What to do: Wherever a line in the records contains the word "before", return that line.

Segmentation mask data
# # # # #
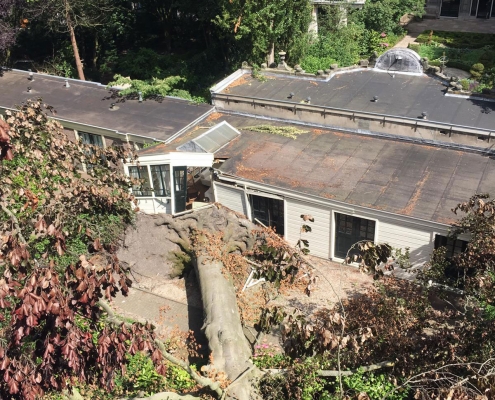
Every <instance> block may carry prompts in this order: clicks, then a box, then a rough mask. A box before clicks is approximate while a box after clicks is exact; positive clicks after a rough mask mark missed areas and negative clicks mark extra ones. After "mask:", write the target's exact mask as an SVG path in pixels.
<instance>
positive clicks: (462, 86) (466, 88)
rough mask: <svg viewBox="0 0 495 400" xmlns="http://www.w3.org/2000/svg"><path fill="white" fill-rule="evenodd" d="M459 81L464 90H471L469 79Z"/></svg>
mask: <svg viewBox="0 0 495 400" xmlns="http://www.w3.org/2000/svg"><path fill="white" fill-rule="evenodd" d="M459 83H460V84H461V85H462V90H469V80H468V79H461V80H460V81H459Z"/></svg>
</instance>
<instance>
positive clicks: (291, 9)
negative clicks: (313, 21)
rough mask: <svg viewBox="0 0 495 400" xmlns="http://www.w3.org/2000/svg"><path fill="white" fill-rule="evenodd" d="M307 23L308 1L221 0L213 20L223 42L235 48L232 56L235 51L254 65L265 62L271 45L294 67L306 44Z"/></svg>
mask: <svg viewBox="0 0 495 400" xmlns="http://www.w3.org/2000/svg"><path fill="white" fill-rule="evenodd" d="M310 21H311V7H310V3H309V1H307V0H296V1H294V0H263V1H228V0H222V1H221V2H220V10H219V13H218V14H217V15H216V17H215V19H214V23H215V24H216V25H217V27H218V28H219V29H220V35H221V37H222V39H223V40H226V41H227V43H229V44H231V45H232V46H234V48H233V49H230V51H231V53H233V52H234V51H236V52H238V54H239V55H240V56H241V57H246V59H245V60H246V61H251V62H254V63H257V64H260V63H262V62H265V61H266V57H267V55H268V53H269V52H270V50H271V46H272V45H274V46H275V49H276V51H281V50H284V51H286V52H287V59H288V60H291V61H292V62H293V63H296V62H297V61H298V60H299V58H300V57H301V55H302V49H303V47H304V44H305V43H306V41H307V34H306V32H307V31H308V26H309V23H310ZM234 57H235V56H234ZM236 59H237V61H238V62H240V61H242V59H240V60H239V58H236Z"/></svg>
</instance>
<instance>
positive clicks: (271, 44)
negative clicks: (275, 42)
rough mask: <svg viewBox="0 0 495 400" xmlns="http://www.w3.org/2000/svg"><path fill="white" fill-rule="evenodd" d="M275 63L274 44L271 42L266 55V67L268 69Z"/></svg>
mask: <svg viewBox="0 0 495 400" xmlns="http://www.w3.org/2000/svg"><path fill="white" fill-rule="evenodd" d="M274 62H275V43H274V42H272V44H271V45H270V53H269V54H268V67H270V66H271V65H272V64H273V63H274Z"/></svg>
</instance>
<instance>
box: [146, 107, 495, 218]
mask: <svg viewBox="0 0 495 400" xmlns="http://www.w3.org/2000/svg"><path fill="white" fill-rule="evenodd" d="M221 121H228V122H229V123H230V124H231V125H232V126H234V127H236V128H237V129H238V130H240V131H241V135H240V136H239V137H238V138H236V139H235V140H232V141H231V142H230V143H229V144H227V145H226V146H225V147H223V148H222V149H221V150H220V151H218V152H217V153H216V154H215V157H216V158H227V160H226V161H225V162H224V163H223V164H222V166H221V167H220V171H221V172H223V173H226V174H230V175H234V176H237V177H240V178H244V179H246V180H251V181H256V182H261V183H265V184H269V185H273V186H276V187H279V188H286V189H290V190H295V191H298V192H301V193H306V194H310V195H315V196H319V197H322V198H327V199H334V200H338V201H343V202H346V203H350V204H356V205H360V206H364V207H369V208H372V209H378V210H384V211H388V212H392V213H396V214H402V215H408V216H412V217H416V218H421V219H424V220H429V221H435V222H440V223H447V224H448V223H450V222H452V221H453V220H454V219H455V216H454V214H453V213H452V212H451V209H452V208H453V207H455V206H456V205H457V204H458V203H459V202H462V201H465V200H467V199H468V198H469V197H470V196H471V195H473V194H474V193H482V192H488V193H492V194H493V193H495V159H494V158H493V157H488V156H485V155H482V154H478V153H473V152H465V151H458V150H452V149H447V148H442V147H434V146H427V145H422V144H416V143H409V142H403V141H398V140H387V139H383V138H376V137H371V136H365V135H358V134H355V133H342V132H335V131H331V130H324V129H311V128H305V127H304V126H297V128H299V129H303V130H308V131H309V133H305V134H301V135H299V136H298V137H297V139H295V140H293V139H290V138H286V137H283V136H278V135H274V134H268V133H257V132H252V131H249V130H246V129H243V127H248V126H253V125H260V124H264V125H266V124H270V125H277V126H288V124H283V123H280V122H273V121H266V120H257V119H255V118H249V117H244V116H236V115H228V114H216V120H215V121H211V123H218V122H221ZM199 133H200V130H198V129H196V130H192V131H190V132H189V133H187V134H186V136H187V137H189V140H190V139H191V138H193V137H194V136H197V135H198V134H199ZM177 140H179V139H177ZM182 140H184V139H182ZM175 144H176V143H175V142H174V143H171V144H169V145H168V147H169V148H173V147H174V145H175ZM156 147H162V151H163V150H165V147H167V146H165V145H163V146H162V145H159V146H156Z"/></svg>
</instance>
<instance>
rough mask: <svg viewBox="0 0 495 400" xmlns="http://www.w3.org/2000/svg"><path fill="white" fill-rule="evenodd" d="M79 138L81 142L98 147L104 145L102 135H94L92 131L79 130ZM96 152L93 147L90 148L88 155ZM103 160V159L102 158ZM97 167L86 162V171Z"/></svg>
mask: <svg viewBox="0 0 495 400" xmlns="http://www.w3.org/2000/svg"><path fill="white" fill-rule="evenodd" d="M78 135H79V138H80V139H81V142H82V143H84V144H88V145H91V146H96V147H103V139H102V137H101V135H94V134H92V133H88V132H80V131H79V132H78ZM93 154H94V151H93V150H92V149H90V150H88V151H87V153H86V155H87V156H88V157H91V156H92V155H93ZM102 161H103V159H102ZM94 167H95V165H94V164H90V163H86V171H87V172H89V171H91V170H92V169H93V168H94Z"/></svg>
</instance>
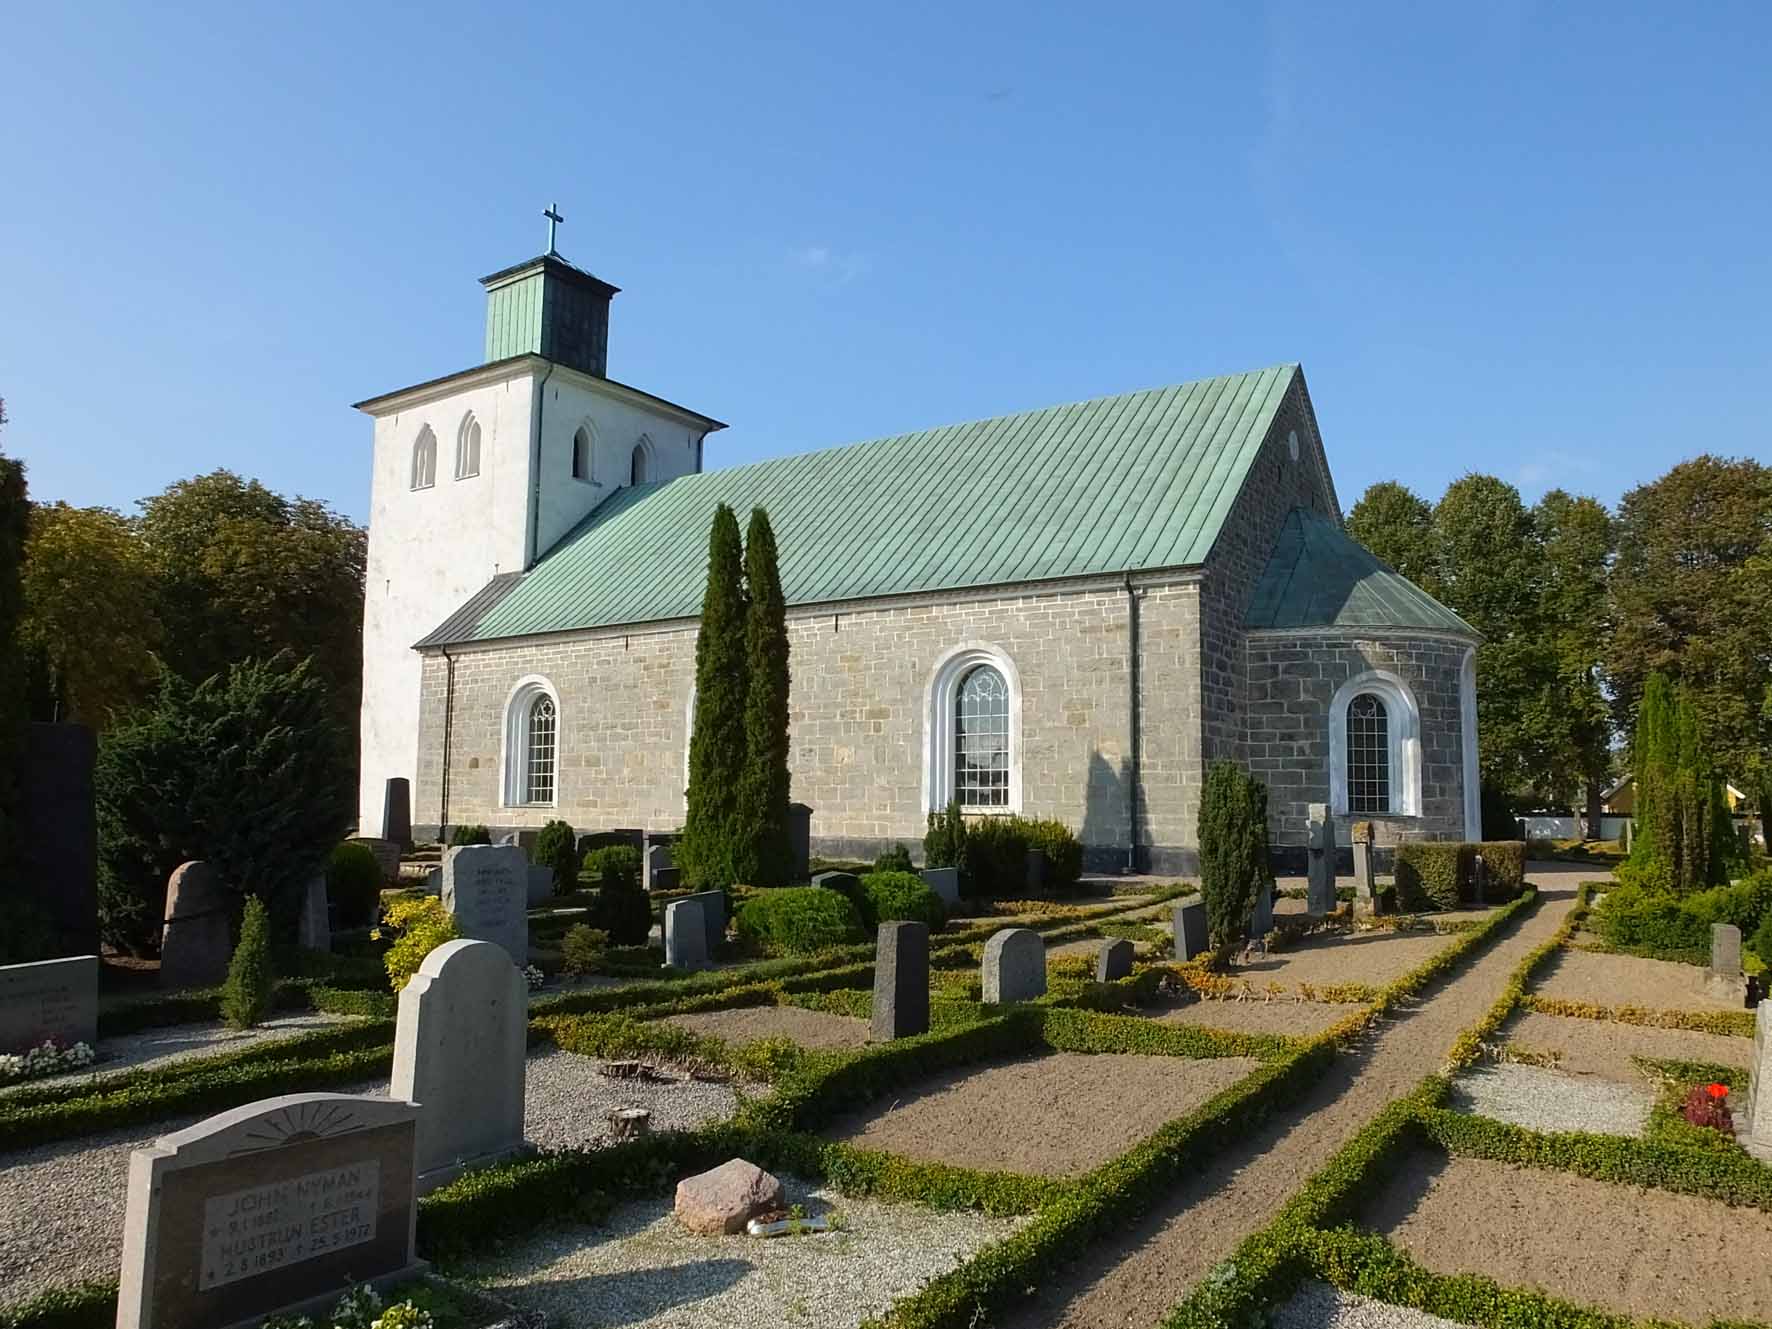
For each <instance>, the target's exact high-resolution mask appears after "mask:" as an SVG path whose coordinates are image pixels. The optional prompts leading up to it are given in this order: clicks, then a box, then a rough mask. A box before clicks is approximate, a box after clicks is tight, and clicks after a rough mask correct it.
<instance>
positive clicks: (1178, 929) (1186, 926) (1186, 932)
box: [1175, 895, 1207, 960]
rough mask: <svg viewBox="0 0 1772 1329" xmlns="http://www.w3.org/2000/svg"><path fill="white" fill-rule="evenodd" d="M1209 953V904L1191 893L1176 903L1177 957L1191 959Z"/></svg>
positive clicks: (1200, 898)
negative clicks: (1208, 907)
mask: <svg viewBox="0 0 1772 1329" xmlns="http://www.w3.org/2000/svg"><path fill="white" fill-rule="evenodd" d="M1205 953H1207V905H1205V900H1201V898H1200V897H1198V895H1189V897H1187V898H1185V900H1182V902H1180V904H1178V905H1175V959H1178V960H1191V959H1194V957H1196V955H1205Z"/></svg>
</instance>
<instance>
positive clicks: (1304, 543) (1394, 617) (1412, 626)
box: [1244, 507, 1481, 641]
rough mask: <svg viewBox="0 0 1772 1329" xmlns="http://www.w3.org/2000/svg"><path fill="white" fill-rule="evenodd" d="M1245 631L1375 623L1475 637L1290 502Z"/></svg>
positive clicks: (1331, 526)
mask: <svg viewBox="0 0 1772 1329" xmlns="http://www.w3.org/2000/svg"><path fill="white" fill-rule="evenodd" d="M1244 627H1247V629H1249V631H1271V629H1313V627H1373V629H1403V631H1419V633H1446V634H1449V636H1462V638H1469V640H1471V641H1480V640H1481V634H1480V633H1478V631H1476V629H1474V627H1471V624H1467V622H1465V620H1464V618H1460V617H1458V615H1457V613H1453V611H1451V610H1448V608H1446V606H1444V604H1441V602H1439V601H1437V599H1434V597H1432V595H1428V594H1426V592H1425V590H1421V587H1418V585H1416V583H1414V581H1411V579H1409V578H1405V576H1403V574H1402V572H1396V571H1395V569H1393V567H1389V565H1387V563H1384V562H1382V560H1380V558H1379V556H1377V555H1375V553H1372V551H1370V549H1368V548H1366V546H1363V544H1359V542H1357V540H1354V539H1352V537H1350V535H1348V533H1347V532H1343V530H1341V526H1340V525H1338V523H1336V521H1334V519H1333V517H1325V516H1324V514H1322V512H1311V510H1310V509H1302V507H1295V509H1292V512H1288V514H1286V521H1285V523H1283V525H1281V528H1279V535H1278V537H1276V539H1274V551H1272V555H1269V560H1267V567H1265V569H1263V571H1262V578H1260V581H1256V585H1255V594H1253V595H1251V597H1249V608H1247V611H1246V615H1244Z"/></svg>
# # # # #
Solved exercise:
Every <instance> block may carry prompts in this order: clicks, then a box, then a rough mask. A box before clicks is approximate while a box after clicks is exact; positive clicks after a rough mask mark missed areas and negative clicks mark extra ones. After "mask:", write the target's exact mask as an SVG path in pixels.
For each <instance>, the target's exact high-resolution mask appears after "mask:" as an SVG path whose coordinates are image pixels. The optional prompts leading up to it are given in this order: clicks, then a box, then a rough mask. A box before clicks is approximate, a box after clicks is tight, and clicks after a rough mask correct it.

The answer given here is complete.